------ Provided entries ------
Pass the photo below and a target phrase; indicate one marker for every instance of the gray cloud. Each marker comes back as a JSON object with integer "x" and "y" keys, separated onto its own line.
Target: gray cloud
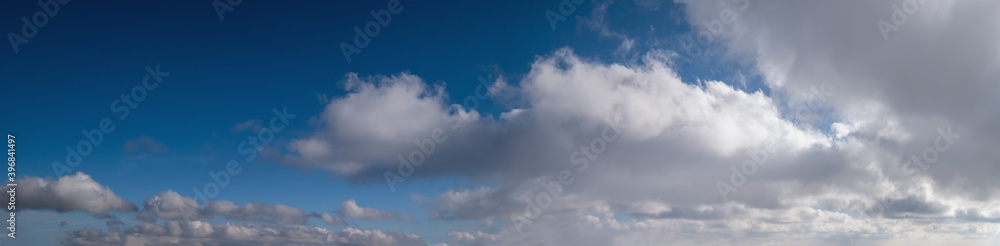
{"x": 78, "y": 192}
{"x": 352, "y": 210}
{"x": 205, "y": 233}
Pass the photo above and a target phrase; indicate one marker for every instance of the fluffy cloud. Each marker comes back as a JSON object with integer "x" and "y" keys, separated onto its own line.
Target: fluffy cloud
{"x": 205, "y": 233}
{"x": 170, "y": 205}
{"x": 352, "y": 210}
{"x": 78, "y": 192}
{"x": 677, "y": 144}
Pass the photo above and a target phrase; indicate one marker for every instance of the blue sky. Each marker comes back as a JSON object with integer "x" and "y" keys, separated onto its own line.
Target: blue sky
{"x": 265, "y": 56}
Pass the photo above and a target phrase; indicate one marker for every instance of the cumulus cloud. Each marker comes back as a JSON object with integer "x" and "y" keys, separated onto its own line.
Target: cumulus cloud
{"x": 171, "y": 206}
{"x": 206, "y": 233}
{"x": 353, "y": 211}
{"x": 77, "y": 192}
{"x": 677, "y": 143}
{"x": 472, "y": 239}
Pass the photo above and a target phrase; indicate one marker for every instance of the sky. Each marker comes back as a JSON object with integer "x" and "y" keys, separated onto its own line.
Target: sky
{"x": 573, "y": 122}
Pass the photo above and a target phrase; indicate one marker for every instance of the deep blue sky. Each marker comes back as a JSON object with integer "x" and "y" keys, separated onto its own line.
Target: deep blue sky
{"x": 266, "y": 55}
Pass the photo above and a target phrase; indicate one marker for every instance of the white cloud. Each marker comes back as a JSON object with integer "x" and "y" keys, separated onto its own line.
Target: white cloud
{"x": 353, "y": 211}
{"x": 78, "y": 192}
{"x": 205, "y": 233}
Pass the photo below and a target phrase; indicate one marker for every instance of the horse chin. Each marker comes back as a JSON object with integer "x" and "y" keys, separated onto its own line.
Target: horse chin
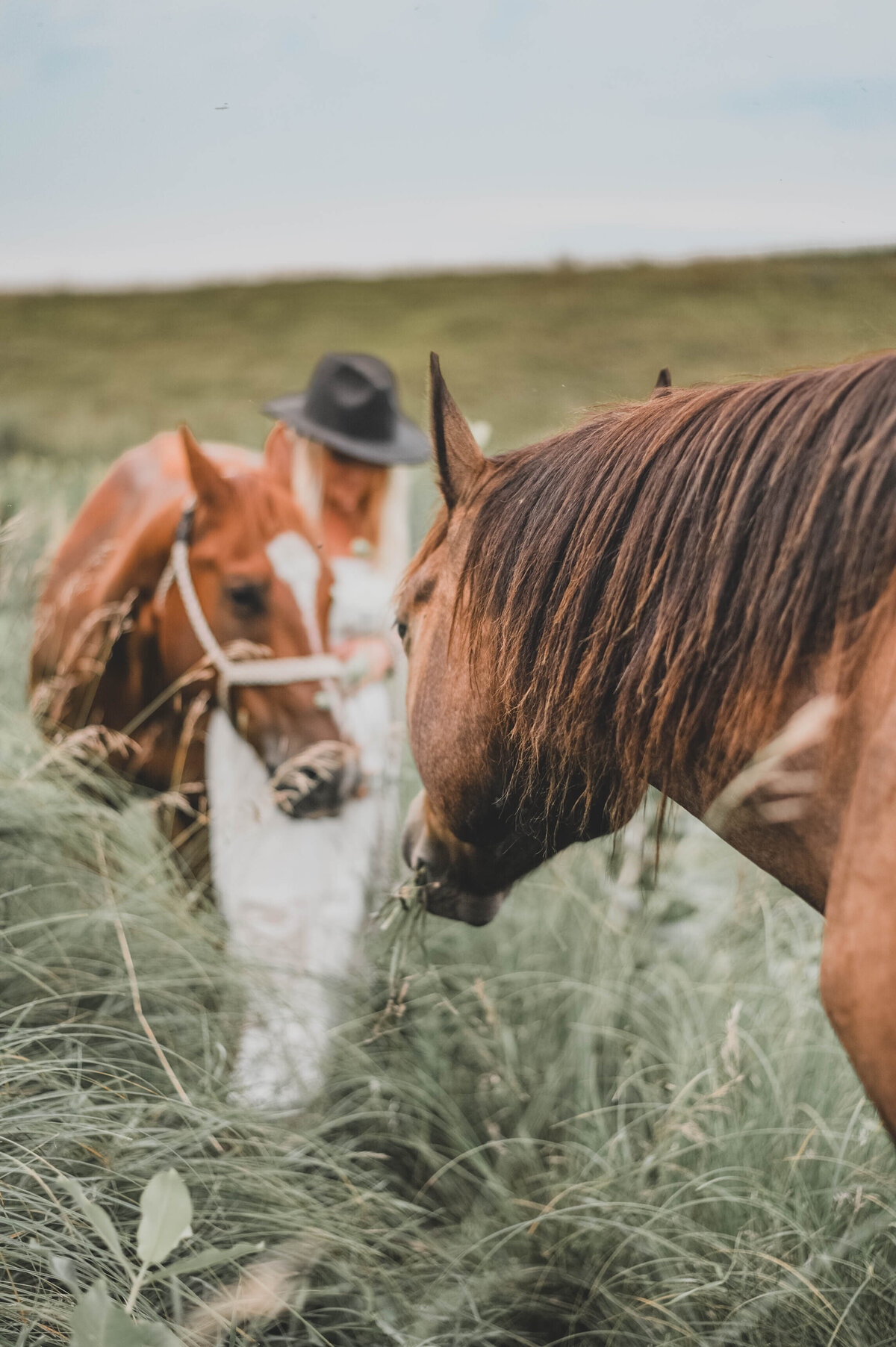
{"x": 442, "y": 900}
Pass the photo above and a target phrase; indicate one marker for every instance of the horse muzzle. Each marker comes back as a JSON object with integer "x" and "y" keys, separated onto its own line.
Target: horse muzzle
{"x": 448, "y": 872}
{"x": 317, "y": 782}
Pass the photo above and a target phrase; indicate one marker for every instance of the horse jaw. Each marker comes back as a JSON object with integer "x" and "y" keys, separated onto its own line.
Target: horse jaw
{"x": 434, "y": 859}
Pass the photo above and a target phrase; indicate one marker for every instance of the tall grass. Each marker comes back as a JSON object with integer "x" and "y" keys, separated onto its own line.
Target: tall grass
{"x": 616, "y": 1116}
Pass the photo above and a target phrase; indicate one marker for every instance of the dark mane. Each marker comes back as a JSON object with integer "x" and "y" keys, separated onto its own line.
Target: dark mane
{"x": 671, "y": 570}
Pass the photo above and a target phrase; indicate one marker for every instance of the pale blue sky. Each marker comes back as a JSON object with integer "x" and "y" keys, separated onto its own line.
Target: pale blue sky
{"x": 152, "y": 140}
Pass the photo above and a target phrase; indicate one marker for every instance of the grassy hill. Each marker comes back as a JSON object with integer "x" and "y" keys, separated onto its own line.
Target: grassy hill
{"x": 617, "y": 1114}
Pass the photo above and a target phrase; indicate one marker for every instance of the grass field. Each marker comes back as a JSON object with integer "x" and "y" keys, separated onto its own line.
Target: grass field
{"x": 617, "y": 1116}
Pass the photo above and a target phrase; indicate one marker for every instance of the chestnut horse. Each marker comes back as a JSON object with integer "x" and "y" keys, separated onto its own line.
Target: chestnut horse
{"x": 654, "y": 597}
{"x": 181, "y": 564}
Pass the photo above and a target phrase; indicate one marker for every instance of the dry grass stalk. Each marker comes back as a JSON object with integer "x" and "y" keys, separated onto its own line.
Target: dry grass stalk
{"x": 263, "y": 1291}
{"x": 135, "y": 992}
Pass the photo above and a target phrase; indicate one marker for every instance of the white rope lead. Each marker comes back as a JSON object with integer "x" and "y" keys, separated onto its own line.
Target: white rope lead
{"x": 271, "y": 673}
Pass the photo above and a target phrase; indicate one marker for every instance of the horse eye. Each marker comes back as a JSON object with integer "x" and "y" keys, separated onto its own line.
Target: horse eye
{"x": 248, "y": 600}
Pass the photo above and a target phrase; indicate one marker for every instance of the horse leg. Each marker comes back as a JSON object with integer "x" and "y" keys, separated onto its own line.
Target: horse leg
{"x": 859, "y": 953}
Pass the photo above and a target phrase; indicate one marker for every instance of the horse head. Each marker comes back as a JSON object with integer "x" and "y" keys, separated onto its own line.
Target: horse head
{"x": 255, "y": 566}
{"x": 464, "y": 836}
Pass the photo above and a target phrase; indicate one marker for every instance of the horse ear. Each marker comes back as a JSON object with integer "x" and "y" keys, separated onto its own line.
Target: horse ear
{"x": 458, "y": 457}
{"x": 278, "y": 454}
{"x": 663, "y": 385}
{"x": 211, "y": 485}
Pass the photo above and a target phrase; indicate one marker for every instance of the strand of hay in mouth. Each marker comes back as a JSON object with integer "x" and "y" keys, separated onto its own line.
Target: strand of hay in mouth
{"x": 403, "y": 914}
{"x": 787, "y": 790}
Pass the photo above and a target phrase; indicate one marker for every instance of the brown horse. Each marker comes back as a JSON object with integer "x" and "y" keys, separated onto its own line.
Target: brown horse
{"x": 181, "y": 564}
{"x": 653, "y": 598}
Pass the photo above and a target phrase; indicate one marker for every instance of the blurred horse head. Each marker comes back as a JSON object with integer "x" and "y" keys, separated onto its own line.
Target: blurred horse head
{"x": 192, "y": 579}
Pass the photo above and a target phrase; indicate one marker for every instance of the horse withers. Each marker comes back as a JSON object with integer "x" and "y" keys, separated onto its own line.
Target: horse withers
{"x": 654, "y": 598}
{"x": 189, "y": 579}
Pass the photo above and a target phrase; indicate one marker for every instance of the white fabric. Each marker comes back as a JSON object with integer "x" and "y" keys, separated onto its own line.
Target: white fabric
{"x": 293, "y": 891}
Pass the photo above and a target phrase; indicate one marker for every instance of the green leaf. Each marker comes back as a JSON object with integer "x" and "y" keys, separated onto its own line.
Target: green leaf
{"x": 167, "y": 1213}
{"x": 99, "y": 1219}
{"x": 97, "y": 1322}
{"x": 205, "y": 1260}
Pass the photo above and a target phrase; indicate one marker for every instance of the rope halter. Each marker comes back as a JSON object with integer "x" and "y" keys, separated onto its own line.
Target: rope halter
{"x": 255, "y": 673}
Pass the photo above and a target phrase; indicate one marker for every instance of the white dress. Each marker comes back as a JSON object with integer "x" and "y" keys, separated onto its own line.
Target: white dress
{"x": 294, "y": 891}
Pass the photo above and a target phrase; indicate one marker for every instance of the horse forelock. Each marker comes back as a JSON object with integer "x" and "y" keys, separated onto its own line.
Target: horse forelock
{"x": 653, "y": 586}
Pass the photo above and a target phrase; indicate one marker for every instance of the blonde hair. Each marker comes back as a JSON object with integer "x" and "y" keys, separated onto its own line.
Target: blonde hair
{"x": 391, "y": 550}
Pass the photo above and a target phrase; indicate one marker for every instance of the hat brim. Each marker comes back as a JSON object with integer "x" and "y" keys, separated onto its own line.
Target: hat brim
{"x": 407, "y": 447}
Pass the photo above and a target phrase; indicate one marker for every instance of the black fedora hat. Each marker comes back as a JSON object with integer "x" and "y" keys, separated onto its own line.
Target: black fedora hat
{"x": 352, "y": 405}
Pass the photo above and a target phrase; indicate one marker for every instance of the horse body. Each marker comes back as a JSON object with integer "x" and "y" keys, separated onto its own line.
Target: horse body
{"x": 654, "y": 598}
{"x": 113, "y": 635}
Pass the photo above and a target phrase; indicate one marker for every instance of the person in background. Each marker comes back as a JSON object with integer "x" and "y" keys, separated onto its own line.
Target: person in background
{"x": 294, "y": 892}
{"x": 351, "y": 445}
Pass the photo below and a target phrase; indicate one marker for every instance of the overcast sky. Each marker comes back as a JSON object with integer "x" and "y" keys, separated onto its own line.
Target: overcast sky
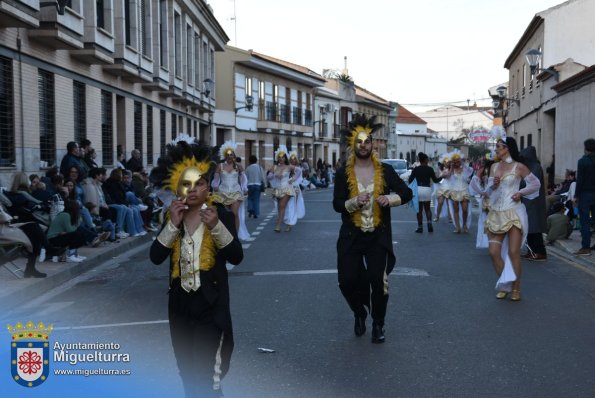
{"x": 412, "y": 52}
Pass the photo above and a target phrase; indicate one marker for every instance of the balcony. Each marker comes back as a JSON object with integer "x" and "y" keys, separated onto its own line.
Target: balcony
{"x": 19, "y": 13}
{"x": 61, "y": 32}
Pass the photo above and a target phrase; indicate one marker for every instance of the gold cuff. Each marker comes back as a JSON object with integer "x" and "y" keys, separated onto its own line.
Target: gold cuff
{"x": 168, "y": 235}
{"x": 351, "y": 205}
{"x": 393, "y": 200}
{"x": 221, "y": 236}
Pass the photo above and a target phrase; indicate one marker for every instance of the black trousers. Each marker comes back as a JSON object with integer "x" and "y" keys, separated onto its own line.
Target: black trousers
{"x": 196, "y": 340}
{"x": 535, "y": 243}
{"x": 363, "y": 269}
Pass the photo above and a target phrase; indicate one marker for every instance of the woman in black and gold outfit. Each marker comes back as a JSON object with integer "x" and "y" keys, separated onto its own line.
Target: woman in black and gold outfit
{"x": 199, "y": 238}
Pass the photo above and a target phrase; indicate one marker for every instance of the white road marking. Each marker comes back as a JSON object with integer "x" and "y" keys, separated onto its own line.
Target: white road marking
{"x": 111, "y": 325}
{"x": 400, "y": 271}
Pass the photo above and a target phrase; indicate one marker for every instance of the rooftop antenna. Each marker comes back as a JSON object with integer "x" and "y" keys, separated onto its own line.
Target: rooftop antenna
{"x": 345, "y": 70}
{"x": 235, "y": 25}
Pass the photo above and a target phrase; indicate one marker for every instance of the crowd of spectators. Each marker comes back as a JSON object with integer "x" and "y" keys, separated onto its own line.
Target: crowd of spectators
{"x": 75, "y": 205}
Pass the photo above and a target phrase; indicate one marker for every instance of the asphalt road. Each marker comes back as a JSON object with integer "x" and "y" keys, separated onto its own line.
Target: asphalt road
{"x": 447, "y": 335}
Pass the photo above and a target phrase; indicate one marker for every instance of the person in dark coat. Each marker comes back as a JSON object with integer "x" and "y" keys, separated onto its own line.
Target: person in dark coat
{"x": 536, "y": 209}
{"x": 199, "y": 237}
{"x": 362, "y": 194}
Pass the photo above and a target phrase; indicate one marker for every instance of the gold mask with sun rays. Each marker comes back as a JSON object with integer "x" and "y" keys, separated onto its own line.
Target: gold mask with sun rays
{"x": 185, "y": 176}
{"x": 359, "y": 136}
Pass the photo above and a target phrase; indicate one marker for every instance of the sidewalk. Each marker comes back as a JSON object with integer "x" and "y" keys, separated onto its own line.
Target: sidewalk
{"x": 565, "y": 249}
{"x": 18, "y": 289}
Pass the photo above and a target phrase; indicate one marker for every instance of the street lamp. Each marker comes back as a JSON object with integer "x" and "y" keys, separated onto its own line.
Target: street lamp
{"x": 249, "y": 101}
{"x": 533, "y": 58}
{"x": 59, "y": 4}
{"x": 207, "y": 87}
{"x": 501, "y": 91}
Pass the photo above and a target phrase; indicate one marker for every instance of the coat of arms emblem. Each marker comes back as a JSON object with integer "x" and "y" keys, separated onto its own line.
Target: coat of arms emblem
{"x": 29, "y": 353}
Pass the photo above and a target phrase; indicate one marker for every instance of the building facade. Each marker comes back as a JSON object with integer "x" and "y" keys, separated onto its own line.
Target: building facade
{"x": 564, "y": 37}
{"x": 126, "y": 75}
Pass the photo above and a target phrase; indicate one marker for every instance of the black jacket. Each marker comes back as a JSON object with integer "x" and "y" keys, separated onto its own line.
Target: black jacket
{"x": 213, "y": 283}
{"x": 349, "y": 232}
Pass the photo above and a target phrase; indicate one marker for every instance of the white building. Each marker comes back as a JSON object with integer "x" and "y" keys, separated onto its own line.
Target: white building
{"x": 544, "y": 110}
{"x": 412, "y": 137}
{"x": 449, "y": 121}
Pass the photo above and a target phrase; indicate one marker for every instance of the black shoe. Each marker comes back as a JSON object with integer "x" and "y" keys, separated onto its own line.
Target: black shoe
{"x": 34, "y": 274}
{"x": 377, "y": 334}
{"x": 360, "y": 326}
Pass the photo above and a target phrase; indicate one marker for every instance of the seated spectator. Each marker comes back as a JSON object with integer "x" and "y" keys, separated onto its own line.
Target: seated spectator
{"x": 558, "y": 224}
{"x": 24, "y": 206}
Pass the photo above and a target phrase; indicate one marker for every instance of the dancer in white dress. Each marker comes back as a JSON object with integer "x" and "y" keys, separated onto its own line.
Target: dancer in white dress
{"x": 507, "y": 223}
{"x": 441, "y": 189}
{"x": 458, "y": 192}
{"x": 295, "y": 206}
{"x": 478, "y": 187}
{"x": 231, "y": 185}
{"x": 281, "y": 180}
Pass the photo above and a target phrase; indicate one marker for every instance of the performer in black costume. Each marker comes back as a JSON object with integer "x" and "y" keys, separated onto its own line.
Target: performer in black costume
{"x": 199, "y": 237}
{"x": 365, "y": 255}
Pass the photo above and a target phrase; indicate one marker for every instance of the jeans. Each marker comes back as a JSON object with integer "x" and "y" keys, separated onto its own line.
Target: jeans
{"x": 254, "y": 199}
{"x": 586, "y": 207}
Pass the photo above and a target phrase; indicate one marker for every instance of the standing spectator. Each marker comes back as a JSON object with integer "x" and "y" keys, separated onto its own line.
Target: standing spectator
{"x": 90, "y": 156}
{"x": 256, "y": 183}
{"x": 535, "y": 209}
{"x": 135, "y": 163}
{"x": 585, "y": 195}
{"x": 72, "y": 158}
{"x": 551, "y": 173}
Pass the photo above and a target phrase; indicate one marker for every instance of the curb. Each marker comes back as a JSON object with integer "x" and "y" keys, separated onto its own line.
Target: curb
{"x": 44, "y": 285}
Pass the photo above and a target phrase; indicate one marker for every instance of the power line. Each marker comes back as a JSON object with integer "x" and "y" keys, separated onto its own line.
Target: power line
{"x": 443, "y": 103}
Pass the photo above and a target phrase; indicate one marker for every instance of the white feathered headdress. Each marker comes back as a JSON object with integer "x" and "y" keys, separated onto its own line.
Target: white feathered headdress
{"x": 226, "y": 148}
{"x": 282, "y": 150}
{"x": 183, "y": 137}
{"x": 498, "y": 133}
{"x": 293, "y": 154}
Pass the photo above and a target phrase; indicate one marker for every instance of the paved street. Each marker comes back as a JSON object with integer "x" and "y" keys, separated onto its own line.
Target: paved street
{"x": 447, "y": 335}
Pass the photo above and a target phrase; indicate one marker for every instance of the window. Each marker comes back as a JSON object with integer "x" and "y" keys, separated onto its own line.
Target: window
{"x": 248, "y": 85}
{"x": 100, "y": 14}
{"x": 162, "y": 137}
{"x": 7, "y": 148}
{"x": 47, "y": 121}
{"x": 177, "y": 44}
{"x": 163, "y": 33}
{"x": 107, "y": 127}
{"x": 79, "y": 111}
{"x": 197, "y": 78}
{"x": 138, "y": 126}
{"x": 127, "y": 25}
{"x": 174, "y": 127}
{"x": 145, "y": 28}
{"x": 149, "y": 134}
{"x": 189, "y": 56}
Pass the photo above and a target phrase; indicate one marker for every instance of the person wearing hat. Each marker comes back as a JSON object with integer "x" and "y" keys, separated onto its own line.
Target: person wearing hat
{"x": 199, "y": 237}
{"x": 362, "y": 194}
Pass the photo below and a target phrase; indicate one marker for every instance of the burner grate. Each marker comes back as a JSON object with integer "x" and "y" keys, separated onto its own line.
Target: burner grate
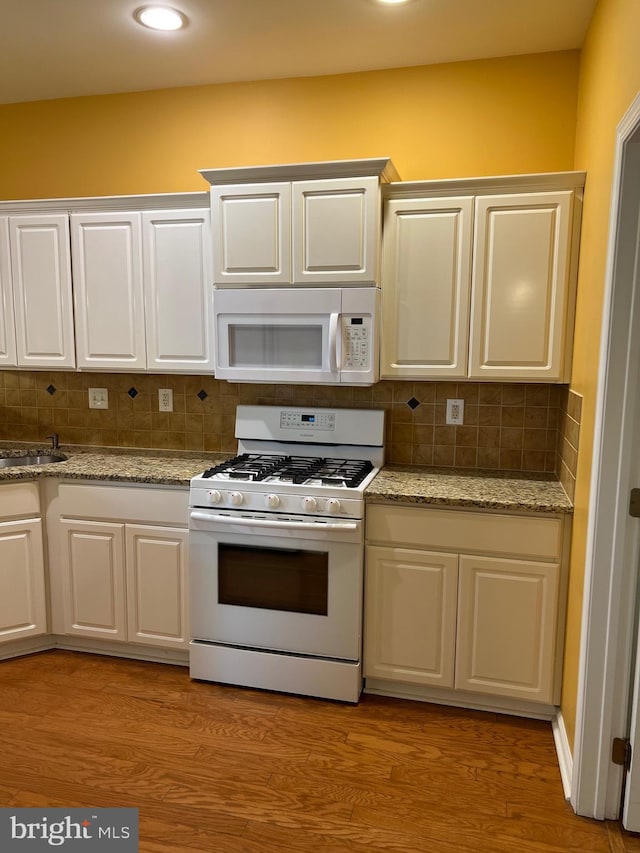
{"x": 293, "y": 469}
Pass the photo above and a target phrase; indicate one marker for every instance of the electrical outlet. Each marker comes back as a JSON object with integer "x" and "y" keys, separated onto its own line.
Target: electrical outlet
{"x": 165, "y": 400}
{"x": 455, "y": 412}
{"x": 98, "y": 398}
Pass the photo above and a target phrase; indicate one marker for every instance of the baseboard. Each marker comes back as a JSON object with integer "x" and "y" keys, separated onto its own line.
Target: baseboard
------
About this exercise: Wherever the word "below" occurs in a line of the listing, copy that line.

Task response:
Pass the photo below and a target phrase; indicate one marker for every instance of the gray cloud. Each marker comes back as a JSON object with integer "x" and "y" keys, separated onto its own line.
Pass the photo below and a target phrase; indicate one marker for every instance of the horse chin. Each marker comes back as a JSON object with integer "x" and "y" keys, separated onto its own line.
Pass the photo below and a target phrase; indicate one marker for every instance of the overcast sky. Each marker comes back as a JSON object with integer "x" and "y" keys, separated onto its own line.
Pass the photo below and a target phrase; indicate one marker for every instance of the burner grate. Each marker comes back as a JSON object with integer "x" and "y" keys, separated onto its own line.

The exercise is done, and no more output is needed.